Going down the data below, set down exactly the line with "negative clicks: (754, 841)" and each line after it through the line with "box: [329, 76, 365, 162]"; no other lines.

Given records START

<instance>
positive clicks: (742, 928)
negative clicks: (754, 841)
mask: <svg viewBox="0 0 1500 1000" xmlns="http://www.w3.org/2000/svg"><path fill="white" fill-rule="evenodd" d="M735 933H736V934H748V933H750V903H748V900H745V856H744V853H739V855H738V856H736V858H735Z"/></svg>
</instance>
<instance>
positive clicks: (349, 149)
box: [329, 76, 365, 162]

Given records END
Given records START

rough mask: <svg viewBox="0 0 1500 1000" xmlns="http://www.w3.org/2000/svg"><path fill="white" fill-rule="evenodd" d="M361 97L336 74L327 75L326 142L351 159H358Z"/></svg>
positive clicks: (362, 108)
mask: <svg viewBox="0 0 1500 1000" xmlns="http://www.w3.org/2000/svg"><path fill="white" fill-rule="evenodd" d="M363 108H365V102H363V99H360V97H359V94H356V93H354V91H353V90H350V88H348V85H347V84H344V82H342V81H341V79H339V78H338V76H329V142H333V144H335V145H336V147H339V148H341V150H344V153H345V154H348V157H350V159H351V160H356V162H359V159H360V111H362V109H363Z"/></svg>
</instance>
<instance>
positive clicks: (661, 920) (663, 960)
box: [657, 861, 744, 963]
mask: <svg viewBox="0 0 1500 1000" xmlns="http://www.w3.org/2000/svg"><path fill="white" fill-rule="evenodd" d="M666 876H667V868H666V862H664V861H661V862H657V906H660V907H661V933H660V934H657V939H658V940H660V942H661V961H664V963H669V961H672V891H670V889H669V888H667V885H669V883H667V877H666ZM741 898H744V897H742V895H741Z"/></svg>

Given records END

# Reply
negative clicks: (754, 841)
mask: <svg viewBox="0 0 1500 1000" xmlns="http://www.w3.org/2000/svg"><path fill="white" fill-rule="evenodd" d="M735 933H736V934H748V933H750V903H748V900H745V856H744V853H739V855H738V856H736V858H735Z"/></svg>
</instance>
<instance>
positive clicks: (349, 149)
box: [329, 76, 365, 162]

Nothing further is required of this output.